(Records from a data source)
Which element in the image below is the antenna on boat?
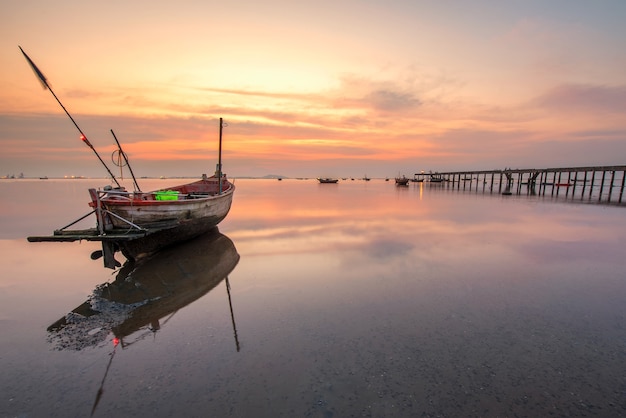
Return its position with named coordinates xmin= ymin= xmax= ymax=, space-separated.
xmin=18 ymin=45 xmax=122 ymax=187
xmin=111 ymin=129 xmax=141 ymax=192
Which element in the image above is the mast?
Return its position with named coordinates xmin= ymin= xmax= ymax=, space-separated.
xmin=18 ymin=45 xmax=122 ymax=187
xmin=217 ymin=118 xmax=224 ymax=194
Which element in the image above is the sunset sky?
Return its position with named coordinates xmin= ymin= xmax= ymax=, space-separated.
xmin=0 ymin=0 xmax=626 ymax=177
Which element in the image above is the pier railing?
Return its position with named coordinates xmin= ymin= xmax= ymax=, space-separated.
xmin=416 ymin=165 xmax=626 ymax=204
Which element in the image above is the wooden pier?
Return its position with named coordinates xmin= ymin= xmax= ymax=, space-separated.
xmin=416 ymin=165 xmax=626 ymax=204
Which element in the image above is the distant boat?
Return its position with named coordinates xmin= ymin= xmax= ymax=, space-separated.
xmin=396 ymin=175 xmax=409 ymax=186
xmin=430 ymin=173 xmax=444 ymax=183
xmin=317 ymin=177 xmax=339 ymax=184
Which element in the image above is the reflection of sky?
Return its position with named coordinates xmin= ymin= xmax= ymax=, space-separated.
xmin=0 ymin=180 xmax=626 ymax=416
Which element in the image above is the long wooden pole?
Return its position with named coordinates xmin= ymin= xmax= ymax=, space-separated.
xmin=217 ymin=118 xmax=224 ymax=194
xmin=18 ymin=45 xmax=121 ymax=187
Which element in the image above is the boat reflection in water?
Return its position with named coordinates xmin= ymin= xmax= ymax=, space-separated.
xmin=48 ymin=227 xmax=239 ymax=351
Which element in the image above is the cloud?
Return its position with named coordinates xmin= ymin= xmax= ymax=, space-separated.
xmin=531 ymin=84 xmax=626 ymax=115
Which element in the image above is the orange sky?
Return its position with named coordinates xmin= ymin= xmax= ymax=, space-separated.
xmin=0 ymin=0 xmax=626 ymax=177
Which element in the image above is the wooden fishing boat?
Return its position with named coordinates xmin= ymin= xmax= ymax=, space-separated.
xmin=28 ymin=153 xmax=235 ymax=268
xmin=20 ymin=48 xmax=235 ymax=268
xmin=48 ymin=228 xmax=240 ymax=350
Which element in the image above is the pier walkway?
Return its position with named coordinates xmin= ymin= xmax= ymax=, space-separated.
xmin=415 ymin=165 xmax=626 ymax=204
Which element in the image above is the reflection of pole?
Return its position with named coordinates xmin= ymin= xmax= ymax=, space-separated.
xmin=226 ymin=277 xmax=240 ymax=352
xmin=91 ymin=338 xmax=119 ymax=416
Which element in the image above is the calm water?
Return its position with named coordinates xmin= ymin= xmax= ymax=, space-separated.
xmin=0 ymin=180 xmax=626 ymax=417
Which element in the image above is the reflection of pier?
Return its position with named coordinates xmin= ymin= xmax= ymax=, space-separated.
xmin=414 ymin=165 xmax=626 ymax=203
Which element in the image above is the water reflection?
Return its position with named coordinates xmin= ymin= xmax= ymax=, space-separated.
xmin=48 ymin=228 xmax=239 ymax=350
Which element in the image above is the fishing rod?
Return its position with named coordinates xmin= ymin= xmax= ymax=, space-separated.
xmin=111 ymin=129 xmax=141 ymax=192
xmin=18 ymin=45 xmax=122 ymax=187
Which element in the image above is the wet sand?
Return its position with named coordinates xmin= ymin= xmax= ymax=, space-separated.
xmin=0 ymin=180 xmax=626 ymax=417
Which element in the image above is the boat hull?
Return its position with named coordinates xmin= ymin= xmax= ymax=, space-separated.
xmin=90 ymin=177 xmax=235 ymax=260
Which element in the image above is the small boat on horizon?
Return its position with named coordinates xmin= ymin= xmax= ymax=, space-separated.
xmin=317 ymin=177 xmax=339 ymax=184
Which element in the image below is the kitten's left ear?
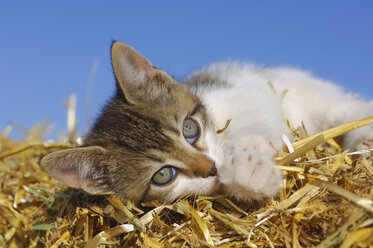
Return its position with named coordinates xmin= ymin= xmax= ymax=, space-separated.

◆ Brief:
Copy every line of the material above without changes, omitting the pictures from your copy.

◆ Result:
Which element in the image below is the antenna on boat?
Return its position with named coordinates xmin= ymin= xmax= ymax=, space-separated.
xmin=18 ymin=45 xmax=122 ymax=187
xmin=111 ymin=129 xmax=141 ymax=192
Which element in the image above is the mast?
Return its position with named coordinates xmin= ymin= xmax= ymax=, space-separated.
xmin=18 ymin=45 xmax=122 ymax=187
xmin=217 ymin=118 xmax=224 ymax=194
Which element in the image above is the sunset sky?
Return its position with named coordinates xmin= ymin= xmax= ymax=, space-separated.
xmin=0 ymin=0 xmax=626 ymax=177
Which element in the image above is the pier railing?
Return its position with named coordinates xmin= ymin= xmax= ymax=, space-separated.
xmin=416 ymin=165 xmax=626 ymax=204
Which element in the image above is the wooden pier?
Return its position with named coordinates xmin= ymin= xmax= ymax=, space-separated.
xmin=416 ymin=165 xmax=626 ymax=204
Which element in the image above is the distant boat?
Return its position with named coordinates xmin= ymin= xmax= ymax=, space-separated.
xmin=396 ymin=175 xmax=409 ymax=186
xmin=430 ymin=173 xmax=444 ymax=183
xmin=317 ymin=177 xmax=339 ymax=184
Which element in the image above is the reflection of sky?
Return its position with named coordinates xmin= ymin= xmax= ymax=, space-separated.
xmin=0 ymin=180 xmax=626 ymax=416
Which element in the image above is the long wooden pole?
Return its position with named coordinates xmin= ymin= xmax= ymax=, space-separated.
xmin=217 ymin=118 xmax=224 ymax=194
xmin=18 ymin=45 xmax=121 ymax=187
Which element in the image above is the boat reflection in water?
Return its position with named coordinates xmin= ymin= xmax= ymax=, space-separated.
xmin=48 ymin=227 xmax=239 ymax=351
Which element in the image above is the cloud?
Return its position with named coordinates xmin= ymin= xmax= ymax=, space-separated.
xmin=531 ymin=84 xmax=626 ymax=115
Which element in the image above is the orange sky?
Return its position with named coordinates xmin= ymin= xmax= ymax=, space-separated.
xmin=0 ymin=0 xmax=626 ymax=177
Which element in the image above is the wooden fishing boat?
Return its position with named coordinates xmin= ymin= xmax= ymax=, space-separated.
xmin=28 ymin=153 xmax=235 ymax=268
xmin=20 ymin=48 xmax=235 ymax=268
xmin=48 ymin=228 xmax=240 ymax=350
Which element in the image above is the pier walkway?
Return its position with named coordinates xmin= ymin= xmax= ymax=, space-separated.
xmin=415 ymin=165 xmax=626 ymax=204
Which element in the image above is the reflection of pole?
Return its position with named coordinates xmin= ymin= xmax= ymax=, space-separated.
xmin=226 ymin=277 xmax=240 ymax=352
xmin=91 ymin=338 xmax=119 ymax=416
Which element in the image above is the calm water?
Return its position with named coordinates xmin= ymin= xmax= ymax=, space-separated.
xmin=0 ymin=180 xmax=626 ymax=417
Which element in the image above is the reflection of pier?
Return its position with named coordinates xmin= ymin= xmax= ymax=, space-separated.
xmin=414 ymin=165 xmax=626 ymax=203
Which element in the image above is the water reflection?
Return its position with named coordinates xmin= ymin= xmax= ymax=, space-separated.
xmin=48 ymin=228 xmax=239 ymax=350
Which element in the image above is the fishing rod?
Return its position with named coordinates xmin= ymin= xmax= ymax=, space-separated.
xmin=111 ymin=129 xmax=141 ymax=192
xmin=18 ymin=45 xmax=122 ymax=187
Which element in the image above is the wet sand?
Return its position with named coordinates xmin= ymin= xmax= ymax=, space-separated.
xmin=0 ymin=180 xmax=626 ymax=417
Which element in the image above is the boat hull?
Return its position with named coordinates xmin= ymin= xmax= ymax=, space-separated.
xmin=90 ymin=177 xmax=235 ymax=260
Which element in the image above is the small boat on horizon?
Return its position with named coordinates xmin= ymin= xmax= ymax=, space-separated.
xmin=317 ymin=177 xmax=339 ymax=184
Which element in the image below is the kitten's left ear?
Return its position with named coordinates xmin= ymin= xmax= ymax=, space-separated.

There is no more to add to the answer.